--- Provided entries ---
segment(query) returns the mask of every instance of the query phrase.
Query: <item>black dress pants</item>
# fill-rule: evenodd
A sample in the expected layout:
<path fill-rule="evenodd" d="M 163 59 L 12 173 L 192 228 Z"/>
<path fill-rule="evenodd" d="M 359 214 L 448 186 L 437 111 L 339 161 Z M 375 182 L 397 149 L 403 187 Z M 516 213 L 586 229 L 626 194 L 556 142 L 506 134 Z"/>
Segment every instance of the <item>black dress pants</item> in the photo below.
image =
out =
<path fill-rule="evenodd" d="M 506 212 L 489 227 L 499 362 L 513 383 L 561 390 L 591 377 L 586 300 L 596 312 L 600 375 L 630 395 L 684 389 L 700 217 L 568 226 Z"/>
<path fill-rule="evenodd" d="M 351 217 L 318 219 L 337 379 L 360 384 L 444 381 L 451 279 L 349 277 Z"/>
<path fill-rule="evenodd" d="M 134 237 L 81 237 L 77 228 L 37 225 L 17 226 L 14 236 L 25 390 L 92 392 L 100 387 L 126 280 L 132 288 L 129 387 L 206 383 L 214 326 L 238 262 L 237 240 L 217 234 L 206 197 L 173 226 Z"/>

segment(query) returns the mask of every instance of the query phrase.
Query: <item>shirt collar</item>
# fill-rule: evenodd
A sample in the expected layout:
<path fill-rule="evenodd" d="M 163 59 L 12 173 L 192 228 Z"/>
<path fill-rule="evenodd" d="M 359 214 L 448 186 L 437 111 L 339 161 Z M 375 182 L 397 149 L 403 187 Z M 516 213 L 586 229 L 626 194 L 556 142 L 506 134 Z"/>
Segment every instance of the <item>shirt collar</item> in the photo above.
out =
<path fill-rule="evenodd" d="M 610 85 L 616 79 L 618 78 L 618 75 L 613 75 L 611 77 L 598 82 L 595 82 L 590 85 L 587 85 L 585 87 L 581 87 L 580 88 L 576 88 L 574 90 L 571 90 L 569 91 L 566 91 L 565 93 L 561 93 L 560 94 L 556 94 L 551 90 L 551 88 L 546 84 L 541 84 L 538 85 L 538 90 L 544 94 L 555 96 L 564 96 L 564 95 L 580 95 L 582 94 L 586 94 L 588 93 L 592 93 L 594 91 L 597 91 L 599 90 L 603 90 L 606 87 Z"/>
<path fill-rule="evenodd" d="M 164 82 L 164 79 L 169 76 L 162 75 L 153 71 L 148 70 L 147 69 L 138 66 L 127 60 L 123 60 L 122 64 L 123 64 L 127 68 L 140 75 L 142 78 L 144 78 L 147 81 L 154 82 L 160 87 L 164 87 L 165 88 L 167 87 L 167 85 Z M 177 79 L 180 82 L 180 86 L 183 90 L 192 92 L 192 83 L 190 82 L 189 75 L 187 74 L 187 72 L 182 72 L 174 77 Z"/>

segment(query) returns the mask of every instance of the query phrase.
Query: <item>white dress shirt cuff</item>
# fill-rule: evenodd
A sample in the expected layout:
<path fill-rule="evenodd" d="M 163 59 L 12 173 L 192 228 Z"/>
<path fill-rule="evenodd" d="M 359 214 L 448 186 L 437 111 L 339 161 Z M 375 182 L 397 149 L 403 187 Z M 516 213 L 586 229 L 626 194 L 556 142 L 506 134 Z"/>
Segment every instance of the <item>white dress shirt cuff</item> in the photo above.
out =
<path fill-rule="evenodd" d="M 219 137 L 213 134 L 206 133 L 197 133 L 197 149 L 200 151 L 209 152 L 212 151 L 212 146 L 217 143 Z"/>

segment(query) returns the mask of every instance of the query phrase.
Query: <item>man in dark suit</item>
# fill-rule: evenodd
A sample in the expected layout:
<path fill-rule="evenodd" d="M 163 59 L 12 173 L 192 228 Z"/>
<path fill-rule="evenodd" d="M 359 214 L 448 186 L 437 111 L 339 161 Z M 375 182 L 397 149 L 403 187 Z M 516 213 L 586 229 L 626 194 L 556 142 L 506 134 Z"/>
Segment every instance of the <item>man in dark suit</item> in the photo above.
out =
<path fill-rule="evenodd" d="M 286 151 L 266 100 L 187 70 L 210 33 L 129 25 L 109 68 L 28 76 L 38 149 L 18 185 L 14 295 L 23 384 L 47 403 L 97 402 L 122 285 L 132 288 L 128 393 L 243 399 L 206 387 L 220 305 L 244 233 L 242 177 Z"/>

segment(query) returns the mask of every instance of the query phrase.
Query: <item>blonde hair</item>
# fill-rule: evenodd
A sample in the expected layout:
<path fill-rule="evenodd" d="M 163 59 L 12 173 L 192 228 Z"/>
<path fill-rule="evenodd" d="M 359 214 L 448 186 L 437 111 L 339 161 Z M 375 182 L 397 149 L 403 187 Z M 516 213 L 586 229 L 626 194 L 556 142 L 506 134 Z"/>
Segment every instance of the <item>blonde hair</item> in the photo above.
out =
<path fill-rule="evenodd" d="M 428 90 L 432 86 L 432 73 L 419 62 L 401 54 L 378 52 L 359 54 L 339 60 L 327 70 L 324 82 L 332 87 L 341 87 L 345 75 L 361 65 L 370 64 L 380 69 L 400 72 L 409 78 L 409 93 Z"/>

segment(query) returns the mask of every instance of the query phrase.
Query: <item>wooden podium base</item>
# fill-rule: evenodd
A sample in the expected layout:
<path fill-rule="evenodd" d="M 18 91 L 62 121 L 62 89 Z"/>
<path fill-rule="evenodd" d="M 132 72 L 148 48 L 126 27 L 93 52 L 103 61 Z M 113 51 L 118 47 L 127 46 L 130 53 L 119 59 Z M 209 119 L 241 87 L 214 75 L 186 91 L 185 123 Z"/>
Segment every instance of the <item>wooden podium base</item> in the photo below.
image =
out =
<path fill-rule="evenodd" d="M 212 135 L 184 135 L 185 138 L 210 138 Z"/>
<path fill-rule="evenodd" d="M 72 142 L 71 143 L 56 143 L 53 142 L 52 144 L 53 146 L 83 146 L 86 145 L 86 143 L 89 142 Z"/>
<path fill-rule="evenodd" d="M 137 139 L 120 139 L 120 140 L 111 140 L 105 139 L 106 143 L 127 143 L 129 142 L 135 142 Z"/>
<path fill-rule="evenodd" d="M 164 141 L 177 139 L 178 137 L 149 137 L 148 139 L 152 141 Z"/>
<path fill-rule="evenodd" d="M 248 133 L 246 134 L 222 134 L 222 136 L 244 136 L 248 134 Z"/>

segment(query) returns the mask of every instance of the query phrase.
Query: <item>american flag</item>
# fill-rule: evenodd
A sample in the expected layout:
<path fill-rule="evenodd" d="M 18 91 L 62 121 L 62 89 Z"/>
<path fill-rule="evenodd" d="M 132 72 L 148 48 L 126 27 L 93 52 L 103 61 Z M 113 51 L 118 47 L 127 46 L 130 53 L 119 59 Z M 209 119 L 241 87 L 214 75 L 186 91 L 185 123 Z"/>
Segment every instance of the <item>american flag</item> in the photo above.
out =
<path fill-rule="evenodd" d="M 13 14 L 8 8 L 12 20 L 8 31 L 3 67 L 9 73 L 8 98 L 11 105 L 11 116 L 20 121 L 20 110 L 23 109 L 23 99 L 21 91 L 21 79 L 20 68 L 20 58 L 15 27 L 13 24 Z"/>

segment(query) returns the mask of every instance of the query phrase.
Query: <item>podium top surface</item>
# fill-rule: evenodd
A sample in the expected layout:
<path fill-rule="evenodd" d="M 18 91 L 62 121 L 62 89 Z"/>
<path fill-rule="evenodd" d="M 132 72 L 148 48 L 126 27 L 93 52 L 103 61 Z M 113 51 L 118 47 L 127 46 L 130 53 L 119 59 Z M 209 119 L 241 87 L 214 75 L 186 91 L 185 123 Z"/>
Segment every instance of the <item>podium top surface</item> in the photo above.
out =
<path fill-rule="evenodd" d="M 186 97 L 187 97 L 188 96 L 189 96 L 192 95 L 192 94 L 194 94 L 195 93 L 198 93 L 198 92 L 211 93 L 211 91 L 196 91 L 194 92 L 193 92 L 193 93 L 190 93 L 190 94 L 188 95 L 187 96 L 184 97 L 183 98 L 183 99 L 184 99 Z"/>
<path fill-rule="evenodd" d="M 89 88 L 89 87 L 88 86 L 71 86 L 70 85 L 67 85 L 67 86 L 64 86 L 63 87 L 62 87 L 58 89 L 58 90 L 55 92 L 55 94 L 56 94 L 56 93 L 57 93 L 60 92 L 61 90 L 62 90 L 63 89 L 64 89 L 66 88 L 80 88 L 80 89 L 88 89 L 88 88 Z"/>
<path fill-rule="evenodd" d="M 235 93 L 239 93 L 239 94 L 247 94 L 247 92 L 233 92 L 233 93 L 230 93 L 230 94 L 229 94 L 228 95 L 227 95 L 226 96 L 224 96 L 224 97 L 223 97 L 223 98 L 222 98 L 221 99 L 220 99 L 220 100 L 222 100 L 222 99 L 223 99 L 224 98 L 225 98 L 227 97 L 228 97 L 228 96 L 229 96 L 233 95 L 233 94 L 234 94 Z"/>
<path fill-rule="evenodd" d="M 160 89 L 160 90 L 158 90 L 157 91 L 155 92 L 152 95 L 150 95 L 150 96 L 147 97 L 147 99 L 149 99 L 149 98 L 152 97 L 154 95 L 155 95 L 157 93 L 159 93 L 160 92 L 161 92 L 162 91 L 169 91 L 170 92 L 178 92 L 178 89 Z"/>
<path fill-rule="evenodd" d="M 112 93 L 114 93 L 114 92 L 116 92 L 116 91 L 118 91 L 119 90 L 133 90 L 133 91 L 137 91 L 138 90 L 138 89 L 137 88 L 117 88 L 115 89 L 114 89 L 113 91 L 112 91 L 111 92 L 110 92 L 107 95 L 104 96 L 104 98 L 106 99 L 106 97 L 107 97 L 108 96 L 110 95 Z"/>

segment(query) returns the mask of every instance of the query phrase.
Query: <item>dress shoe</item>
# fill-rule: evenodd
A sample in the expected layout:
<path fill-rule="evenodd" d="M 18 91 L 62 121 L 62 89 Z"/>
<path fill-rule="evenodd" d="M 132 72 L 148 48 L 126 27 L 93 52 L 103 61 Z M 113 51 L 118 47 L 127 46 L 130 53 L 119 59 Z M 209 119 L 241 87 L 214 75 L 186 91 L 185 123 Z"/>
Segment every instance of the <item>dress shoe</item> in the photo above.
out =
---
Turn the lines into a JSON list of strings, one string per line and no blank lines, starting at the first line and stopping after the line that has "164 82 L 164".

■ Task output:
[
  "segment(query) returns the mask of every instance of the query phrase.",
  "Query: <item>black dress pants</item>",
  "# fill-rule: evenodd",
  "A sample in the expected layout:",
  "<path fill-rule=\"evenodd\" d=\"M 163 59 L 12 173 L 192 228 Z\"/>",
  "<path fill-rule=\"evenodd\" d=\"M 359 214 L 448 186 L 437 111 L 339 161 Z M 375 182 L 397 149 L 403 187 Z M 516 213 L 586 229 L 626 194 L 556 142 L 506 134 Z\"/>",
  "Segment every instance of the <item>black dress pants</item> in the photo below.",
  "image =",
  "out =",
  "<path fill-rule=\"evenodd\" d=\"M 506 212 L 489 227 L 499 362 L 513 383 L 561 390 L 591 377 L 586 300 L 596 312 L 600 375 L 630 395 L 684 389 L 700 217 L 568 226 Z\"/>",
  "<path fill-rule=\"evenodd\" d=\"M 351 217 L 318 219 L 337 379 L 360 384 L 444 381 L 451 279 L 349 277 Z\"/>",
  "<path fill-rule=\"evenodd\" d=\"M 134 237 L 81 237 L 77 228 L 37 225 L 17 226 L 14 236 L 25 390 L 92 392 L 100 387 L 126 280 L 132 288 L 129 387 L 206 383 L 214 326 L 238 262 L 237 240 L 217 234 L 206 197 L 173 226 Z\"/>",
  "segment(query) returns the mask of every instance of the query phrase.",
  "Query: <item>shirt collar</item>",
  "# fill-rule: evenodd",
  "A sample in the expected layout:",
  "<path fill-rule=\"evenodd\" d=\"M 163 59 L 12 173 L 192 228 Z\"/>",
  "<path fill-rule=\"evenodd\" d=\"M 359 214 L 448 186 L 437 111 L 339 161 Z M 375 182 L 397 149 L 403 187 Z M 516 213 L 586 229 L 626 194 L 556 142 L 506 134 Z\"/>",
  "Segment every instance of the <item>shirt collar</item> in the photo above.",
  "out =",
  "<path fill-rule=\"evenodd\" d=\"M 610 85 L 616 79 L 618 78 L 618 75 L 613 75 L 611 77 L 598 82 L 595 82 L 590 85 L 587 85 L 585 87 L 581 87 L 580 88 L 576 88 L 574 90 L 571 90 L 569 91 L 566 91 L 565 93 L 561 93 L 560 94 L 556 94 L 551 90 L 551 88 L 546 84 L 541 84 L 538 85 L 538 90 L 544 94 L 555 96 L 564 96 L 564 95 L 580 95 L 582 94 L 586 94 L 588 93 L 592 93 L 594 91 L 597 91 L 599 90 L 603 90 L 606 87 Z\"/>",
  "<path fill-rule=\"evenodd\" d=\"M 164 82 L 164 79 L 169 76 L 162 75 L 153 71 L 148 70 L 147 69 L 138 66 L 127 60 L 123 60 L 122 64 L 123 64 L 127 68 L 140 75 L 142 78 L 144 78 L 147 81 L 154 82 L 160 87 L 164 87 L 165 88 L 167 87 L 167 85 Z M 177 79 L 180 82 L 180 86 L 183 90 L 192 92 L 192 83 L 190 82 L 189 75 L 187 74 L 187 72 L 182 72 L 174 77 Z\"/>"
]